> EXERCICE PROPOSÉ 1: Transformez en liste numérotée toutes les lignes des enregistrements ci-dessous, sans reprendre les lignes vides. Ne faites pas figurer les images dans votre réponse.

══ EXTRAIT CHOISI

AVISTRAT – L’avenir se décide dès aujourd’hui (article complet)
Actualité
11 Oct, 2024

© Payerne Airport

Fin septembre, AERIA+ s’est associée à ASAPAYERNE, pour proposer une journée riche en discussions sur AVISTRAT, le projet de stratégie en matière d’espace aérien, avec un accent particulier sur les besoins du secteur et son avenir. Dans ce dossier, nous vous proposons de découvrir un retour complet sur cette manifestation, pour mieux comprendre l’opportunité et les défis de cette future stratégie fédérale. 

L’événement a aussi bien rassemblé des acteurs clés de l’industrie aéronautique que des responsables politiques, pour discuter de l’avenir de l’espace aérien suisse. Celui-ci a été inauguré par un mot de bienvenue du président d’AERIA+, Jean-Marc Probst. En soulignant l’importance de cette rencontre dans le cadre des évolutions stratégiques à venir pour l’espace aérien en Suisse, l’entrepreneur a rappelé que «le monde de l’aviation est à nouveau en plein essor, avec un probable doublement d’ici 20 ans des 4,3 milliards de passagers comptabilisés dans le monde en 2023». 

Un outil essentiel pour la Suisse 

Revenant à des considérations plus helvétiques, le président d’AERIA+ a rappelé l’importance du secteur pour notre pays. En effet, la Suisse «compte 190’000 personnes actives dans l’aviation avec des emplois directs», un secteur qui impacte la prospérité de toutes et tous puisque «la connectivité aérienne est nécessaire pour 50% des exportations en valeur  ainsi que pour accueillir 35 % de nos visiteurs». 

Alors que l’association existe pour «promouvoir et défendre une infrastructure romande performante dans l’intérêt de l’économie romande», Jean-Marc Probst se réjouit des «62% de votants qui ont accepté la nouvelle longueur de la piste de l’aéroport de Zurich». Un résultat qui montre que le sujet est bien compris de la population, une fois les enjeux expliqués de manière pragmatique, en dépassant les simplifications idéologiques qui prennent souvent trop de place dans ces débats.  

«Payerne est bien plus qu’une piste d’aviation»

════
══ ENREGISTREMENTS FOURNIS

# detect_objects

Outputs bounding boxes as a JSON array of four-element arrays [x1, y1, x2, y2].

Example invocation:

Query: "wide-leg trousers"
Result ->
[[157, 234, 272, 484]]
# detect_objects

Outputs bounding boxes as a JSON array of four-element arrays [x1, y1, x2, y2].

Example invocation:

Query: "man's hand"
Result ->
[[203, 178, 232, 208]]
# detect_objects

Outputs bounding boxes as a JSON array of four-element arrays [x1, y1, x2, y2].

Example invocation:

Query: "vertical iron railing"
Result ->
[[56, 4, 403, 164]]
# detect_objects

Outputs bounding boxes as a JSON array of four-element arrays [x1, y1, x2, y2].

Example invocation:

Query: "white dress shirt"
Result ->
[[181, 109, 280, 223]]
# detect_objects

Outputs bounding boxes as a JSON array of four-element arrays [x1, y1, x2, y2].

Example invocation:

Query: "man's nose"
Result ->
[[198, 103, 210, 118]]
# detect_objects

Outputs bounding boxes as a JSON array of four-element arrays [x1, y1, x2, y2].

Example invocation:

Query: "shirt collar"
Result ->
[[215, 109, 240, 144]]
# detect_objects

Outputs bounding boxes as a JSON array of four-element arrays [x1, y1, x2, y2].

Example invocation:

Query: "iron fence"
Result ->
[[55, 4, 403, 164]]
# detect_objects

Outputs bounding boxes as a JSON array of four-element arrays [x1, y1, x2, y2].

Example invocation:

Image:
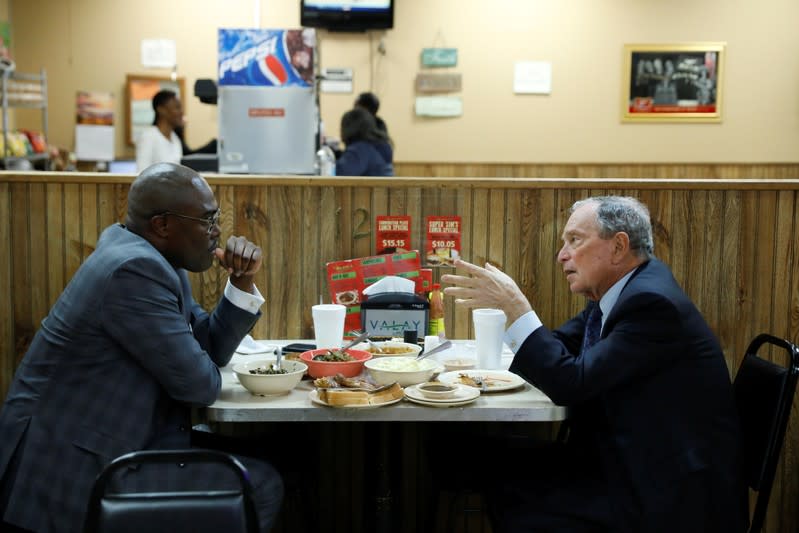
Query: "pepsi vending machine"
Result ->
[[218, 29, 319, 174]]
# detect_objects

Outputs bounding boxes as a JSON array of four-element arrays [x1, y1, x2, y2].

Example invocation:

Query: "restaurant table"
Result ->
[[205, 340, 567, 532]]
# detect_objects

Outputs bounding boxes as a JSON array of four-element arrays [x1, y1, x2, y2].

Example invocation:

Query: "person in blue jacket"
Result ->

════

> EXERCICE PROPOSÉ 2: D'après l'article sur AVISTRAT, quelle proportion de votants a accepté la nouvelle longueur de la piste de l'aéroport de Zurich ?

> CORRIGÉ 1:
1. # detect_objects
2. Outputs bounding boxes as a JSON array of four-element arrays [x1, y1, x2, y2].
3. Example invocation:
4. Query: "wide-leg trousers"
5. Result ->
6. [[157, 234, 272, 484]]
7. # detect_objects
8. Outputs bounding boxes as a JSON array of four-element arrays [x1, y1, x2, y2].
9. Example invocation:
10. Query: "man's hand"
11. Result ->
12. [[203, 178, 232, 208]]
13. # detect_objects
14. Outputs bounding boxes as a JSON array of four-element arrays [x1, y1, x2, y2].
15. Example invocation:
16. Query: "vertical iron railing"
17. Result ->
18. [[56, 4, 403, 164]]
19. # detect_objects
20. Outputs bounding boxes as a JSON array of four-element arrays [x1, y1, x2, y2].
21. Example invocation:
22. Query: "white dress shirt"
23. Result ->
24. [[181, 109, 280, 223]]
25. # detect_objects
26. Outputs bounding boxes as a JSON array of four-element arrays [x1, y1, x2, y2].
27. Example invocation:
28. Query: "man's nose"
29. Result ->
30. [[198, 103, 210, 118]]
31. # detect_objects
32. Outputs bounding boxes as a JSON array of four-element arrays [x1, y1, x2, y2].
33. Example invocation:
34. Query: "shirt collar"
35. Result ->
36. [[215, 109, 240, 144]]
37. # detect_objects
38. Outputs bounding boxes as a JSON array of four-element arrays [x1, y1, x2, y2].
39. Example invocation:
40. Query: "iron fence"
41. Result ->
42. [[55, 4, 403, 164]]
43. # detect_objects
44. Outputs bounding boxes as a JSON array of four-element arrays [x1, y1, x2, y2].
45. Example invocation:
46. Image:
47. Query: "pepsi vending machine"
48. Result ->
49. [[218, 29, 319, 174]]
50. # detect_objects
51. Outputs bounding boxes as a JSON array of four-element arrays [x1, y1, x2, y2].
52. Example invocation:
53. Query: "restaurant table"
54. Result ->
55. [[205, 340, 567, 532]]
56. # detect_objects
57. Outputs bounding boxes as a JSON array of four-element arrays [x1, y1, x2, y2].
58. Example invocation:
59. Query: "person in blue jacket"
60. Result ->

> CORRIGÉ 2: 62 % des votants.